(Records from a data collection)
--------------------------------

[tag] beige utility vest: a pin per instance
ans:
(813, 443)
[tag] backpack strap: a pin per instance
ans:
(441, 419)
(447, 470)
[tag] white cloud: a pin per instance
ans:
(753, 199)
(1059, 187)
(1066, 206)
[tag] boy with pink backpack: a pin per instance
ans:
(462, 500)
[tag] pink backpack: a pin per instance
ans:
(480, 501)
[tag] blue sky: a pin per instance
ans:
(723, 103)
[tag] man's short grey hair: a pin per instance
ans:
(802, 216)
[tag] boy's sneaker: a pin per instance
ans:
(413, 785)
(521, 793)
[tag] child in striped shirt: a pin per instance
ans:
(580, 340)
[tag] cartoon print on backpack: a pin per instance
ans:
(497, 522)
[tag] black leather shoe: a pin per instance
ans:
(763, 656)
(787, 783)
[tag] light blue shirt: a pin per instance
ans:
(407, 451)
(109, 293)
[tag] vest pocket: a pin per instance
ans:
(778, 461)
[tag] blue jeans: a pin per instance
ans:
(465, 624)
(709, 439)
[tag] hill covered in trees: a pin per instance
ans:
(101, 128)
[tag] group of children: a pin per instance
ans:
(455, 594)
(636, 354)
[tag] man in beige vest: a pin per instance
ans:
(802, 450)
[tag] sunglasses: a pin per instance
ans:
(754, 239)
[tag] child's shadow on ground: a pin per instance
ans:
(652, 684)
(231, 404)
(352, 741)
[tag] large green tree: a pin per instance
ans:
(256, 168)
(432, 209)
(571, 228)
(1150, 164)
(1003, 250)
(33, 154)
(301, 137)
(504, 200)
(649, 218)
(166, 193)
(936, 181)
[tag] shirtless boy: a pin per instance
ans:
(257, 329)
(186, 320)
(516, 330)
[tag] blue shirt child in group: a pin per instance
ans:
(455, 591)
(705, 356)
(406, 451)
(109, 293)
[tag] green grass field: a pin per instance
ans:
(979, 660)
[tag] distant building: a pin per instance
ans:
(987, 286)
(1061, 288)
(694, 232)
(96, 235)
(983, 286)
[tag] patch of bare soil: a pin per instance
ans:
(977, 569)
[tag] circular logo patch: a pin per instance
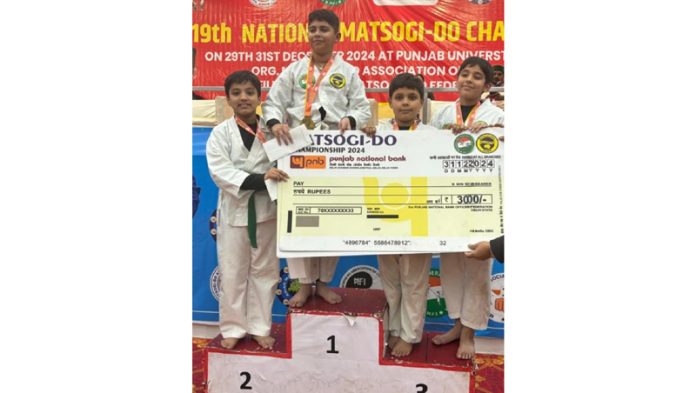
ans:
(303, 81)
(361, 276)
(464, 143)
(497, 306)
(215, 288)
(487, 143)
(436, 306)
(337, 80)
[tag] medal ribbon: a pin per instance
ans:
(248, 129)
(470, 117)
(312, 90)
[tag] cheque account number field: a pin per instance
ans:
(385, 195)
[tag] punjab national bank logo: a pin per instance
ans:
(308, 162)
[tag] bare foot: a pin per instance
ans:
(452, 335)
(392, 341)
(301, 296)
(229, 342)
(466, 344)
(328, 295)
(402, 348)
(265, 342)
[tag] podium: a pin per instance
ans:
(335, 348)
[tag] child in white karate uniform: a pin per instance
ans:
(319, 90)
(466, 285)
(246, 226)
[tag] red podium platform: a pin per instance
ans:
(335, 348)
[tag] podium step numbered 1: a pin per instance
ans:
(335, 348)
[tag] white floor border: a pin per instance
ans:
(486, 345)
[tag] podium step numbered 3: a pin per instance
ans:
(336, 348)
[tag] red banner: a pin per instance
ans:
(381, 37)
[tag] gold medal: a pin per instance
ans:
(308, 122)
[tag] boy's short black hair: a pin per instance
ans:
(483, 64)
(239, 77)
(408, 81)
(327, 16)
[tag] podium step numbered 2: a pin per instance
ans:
(335, 348)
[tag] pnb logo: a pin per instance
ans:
(464, 143)
(308, 162)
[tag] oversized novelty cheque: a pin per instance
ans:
(399, 192)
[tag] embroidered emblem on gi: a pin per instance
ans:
(215, 284)
(464, 143)
(487, 143)
(337, 80)
(303, 81)
(361, 276)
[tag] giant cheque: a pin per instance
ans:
(398, 192)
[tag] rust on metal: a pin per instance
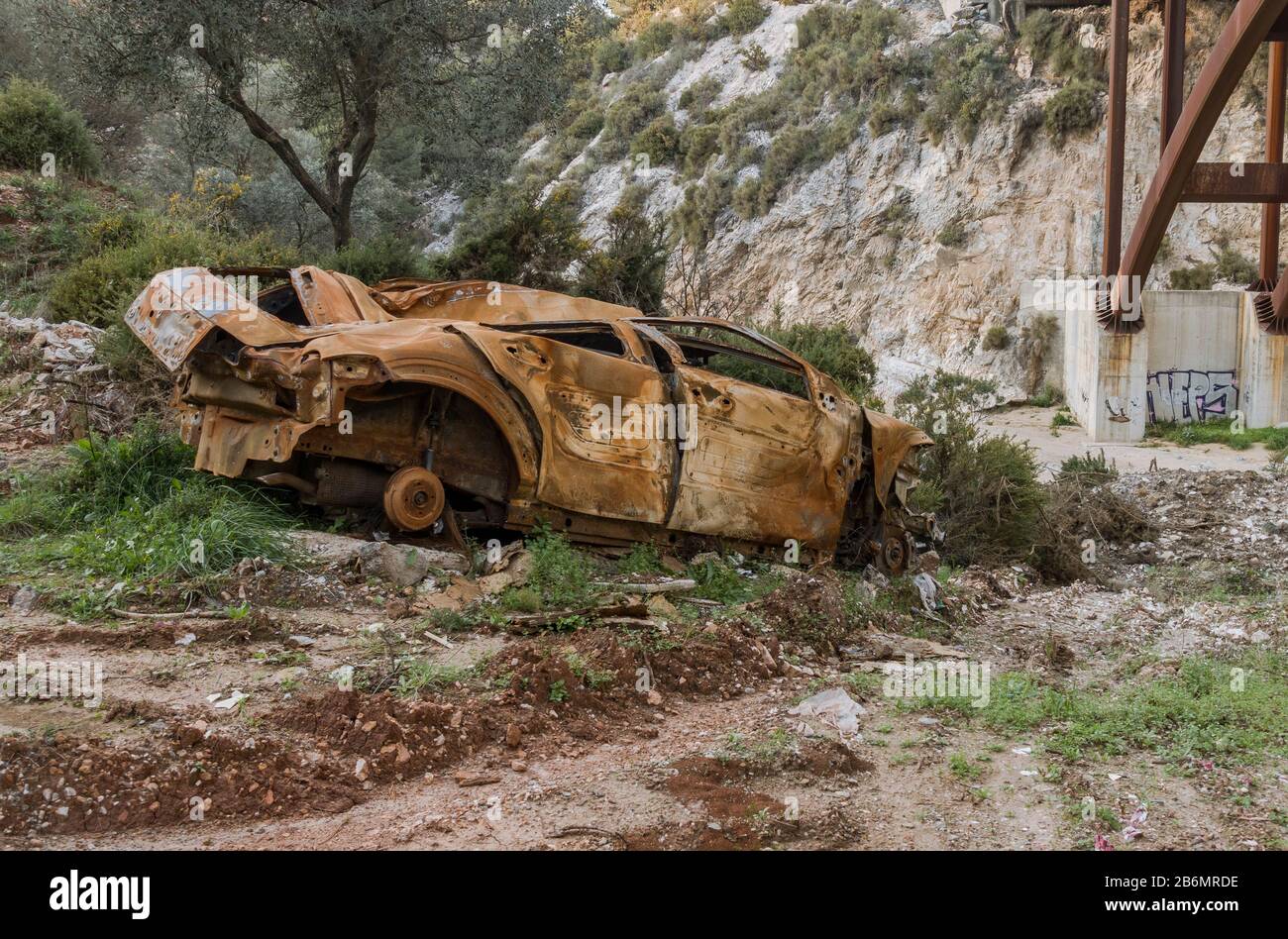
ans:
(1222, 182)
(1276, 73)
(1250, 24)
(498, 407)
(1173, 69)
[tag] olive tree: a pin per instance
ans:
(472, 72)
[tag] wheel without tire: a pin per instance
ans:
(897, 553)
(413, 498)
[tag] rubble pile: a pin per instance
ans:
(54, 390)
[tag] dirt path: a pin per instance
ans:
(1055, 446)
(239, 733)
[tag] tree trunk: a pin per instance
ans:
(342, 227)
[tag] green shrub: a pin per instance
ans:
(1228, 265)
(378, 260)
(101, 287)
(696, 215)
(1197, 277)
(609, 55)
(754, 56)
(523, 241)
(35, 121)
(631, 268)
(1232, 265)
(743, 16)
(559, 573)
(1093, 468)
(656, 38)
(791, 150)
(953, 234)
(984, 489)
(831, 350)
(996, 338)
(630, 114)
(699, 95)
(973, 82)
(660, 141)
(1072, 110)
(1051, 40)
(589, 123)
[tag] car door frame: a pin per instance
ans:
(759, 476)
(619, 476)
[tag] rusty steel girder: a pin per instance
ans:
(1179, 175)
(496, 406)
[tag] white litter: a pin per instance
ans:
(835, 707)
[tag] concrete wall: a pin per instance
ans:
(1193, 355)
(1262, 371)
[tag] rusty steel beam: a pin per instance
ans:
(1115, 138)
(1173, 69)
(1248, 26)
(1236, 183)
(1278, 72)
(1273, 309)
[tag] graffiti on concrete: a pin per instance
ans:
(1189, 394)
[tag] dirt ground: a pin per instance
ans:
(1054, 446)
(553, 742)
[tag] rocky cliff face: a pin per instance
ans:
(1029, 208)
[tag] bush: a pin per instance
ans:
(971, 84)
(101, 287)
(1072, 110)
(523, 241)
(559, 573)
(743, 16)
(378, 260)
(699, 95)
(984, 489)
(952, 235)
(700, 206)
(35, 121)
(831, 350)
(793, 149)
(698, 143)
(656, 38)
(630, 114)
(660, 141)
(631, 269)
(1228, 265)
(610, 55)
(996, 338)
(1198, 277)
(1233, 266)
(1052, 40)
(1094, 468)
(754, 56)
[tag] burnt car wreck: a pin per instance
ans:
(476, 404)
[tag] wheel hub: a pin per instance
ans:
(413, 498)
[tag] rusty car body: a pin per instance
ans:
(490, 406)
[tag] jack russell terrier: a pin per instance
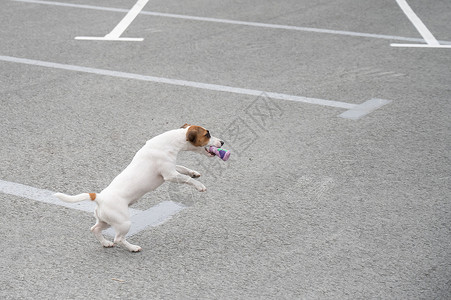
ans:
(154, 164)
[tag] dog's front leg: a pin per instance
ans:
(181, 178)
(186, 171)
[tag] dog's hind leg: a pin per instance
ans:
(97, 230)
(121, 230)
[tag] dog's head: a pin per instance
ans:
(200, 139)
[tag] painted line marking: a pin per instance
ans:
(141, 220)
(234, 22)
(199, 85)
(115, 34)
(431, 41)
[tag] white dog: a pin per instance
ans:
(154, 164)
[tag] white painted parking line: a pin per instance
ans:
(206, 86)
(235, 22)
(115, 34)
(141, 220)
(431, 41)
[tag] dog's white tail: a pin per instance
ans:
(76, 198)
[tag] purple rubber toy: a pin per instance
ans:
(223, 154)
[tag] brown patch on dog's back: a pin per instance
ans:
(198, 136)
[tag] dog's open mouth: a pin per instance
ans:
(209, 153)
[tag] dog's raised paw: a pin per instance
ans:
(135, 249)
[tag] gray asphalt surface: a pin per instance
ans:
(310, 205)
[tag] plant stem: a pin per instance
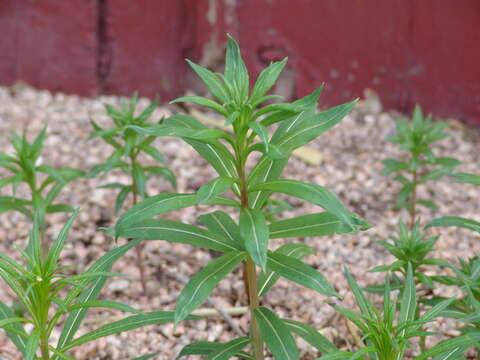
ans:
(44, 348)
(413, 200)
(251, 281)
(249, 270)
(139, 247)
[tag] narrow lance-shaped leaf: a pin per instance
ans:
(155, 205)
(254, 230)
(267, 279)
(75, 318)
(313, 193)
(129, 323)
(319, 224)
(16, 337)
(221, 223)
(310, 335)
(215, 187)
(276, 335)
(202, 284)
(299, 272)
(408, 304)
(175, 231)
(229, 349)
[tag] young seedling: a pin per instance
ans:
(409, 247)
(128, 144)
(246, 242)
(44, 182)
(39, 285)
(386, 335)
(421, 164)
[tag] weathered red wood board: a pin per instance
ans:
(54, 44)
(409, 51)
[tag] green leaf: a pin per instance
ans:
(276, 335)
(175, 231)
(211, 80)
(337, 355)
(319, 224)
(299, 272)
(236, 74)
(57, 246)
(155, 205)
(309, 126)
(210, 104)
(229, 349)
(267, 279)
(33, 341)
(447, 221)
(129, 323)
(261, 132)
(208, 347)
(366, 307)
(463, 342)
(205, 134)
(197, 290)
(154, 153)
(215, 187)
(122, 195)
(222, 224)
(310, 335)
(266, 80)
(146, 356)
(313, 193)
(267, 169)
(140, 179)
(115, 305)
(16, 335)
(75, 318)
(164, 172)
(59, 208)
(408, 304)
(254, 230)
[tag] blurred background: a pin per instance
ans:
(406, 51)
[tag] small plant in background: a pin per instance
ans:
(44, 182)
(247, 242)
(386, 335)
(38, 285)
(421, 165)
(128, 145)
(467, 275)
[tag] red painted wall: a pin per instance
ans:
(409, 51)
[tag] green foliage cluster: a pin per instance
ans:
(241, 231)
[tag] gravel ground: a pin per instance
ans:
(352, 154)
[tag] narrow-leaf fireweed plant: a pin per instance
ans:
(247, 242)
(128, 145)
(386, 335)
(411, 246)
(51, 298)
(421, 164)
(44, 182)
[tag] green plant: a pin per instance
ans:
(409, 247)
(25, 166)
(50, 298)
(421, 164)
(386, 335)
(128, 145)
(247, 242)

--------------------------------

**Your instructions:** Beginning at the line that contains "[tag] green leaf: a pin per instance", retype each line of the listing up to and including the last one, exactly as it stands, and nothing else.

**Solution to the problem:**
[tag] green leaf: a pin per instance
ans:
(276, 335)
(175, 231)
(211, 80)
(337, 355)
(319, 224)
(299, 272)
(236, 74)
(57, 246)
(155, 205)
(309, 126)
(210, 104)
(229, 349)
(267, 279)
(33, 341)
(447, 221)
(129, 323)
(261, 132)
(208, 347)
(366, 307)
(463, 342)
(205, 134)
(197, 290)
(154, 153)
(215, 187)
(122, 195)
(222, 224)
(310, 335)
(266, 80)
(146, 356)
(313, 193)
(267, 169)
(140, 179)
(115, 305)
(16, 335)
(75, 318)
(164, 172)
(59, 208)
(408, 304)
(254, 230)
[tag] blurred background: a pin per instance
ans:
(406, 51)
[tag] small plant in background: a pin per instance
ans:
(44, 182)
(247, 242)
(386, 335)
(38, 285)
(421, 165)
(128, 145)
(467, 275)
[tag] red painted wall: a pin per instance
ans:
(409, 51)
[tag] green foliage cluster: a pin per instance
ans:
(241, 231)
[tag] gravel ground: a pin per instance
ans:
(352, 154)
[tag] narrow-leaf fireweed plant: a pin per instance
ans:
(247, 242)
(128, 145)
(386, 335)
(411, 246)
(51, 298)
(421, 164)
(44, 182)
[tag] green plant: a pin per instance
ans:
(409, 247)
(25, 166)
(50, 298)
(421, 164)
(386, 335)
(128, 145)
(247, 242)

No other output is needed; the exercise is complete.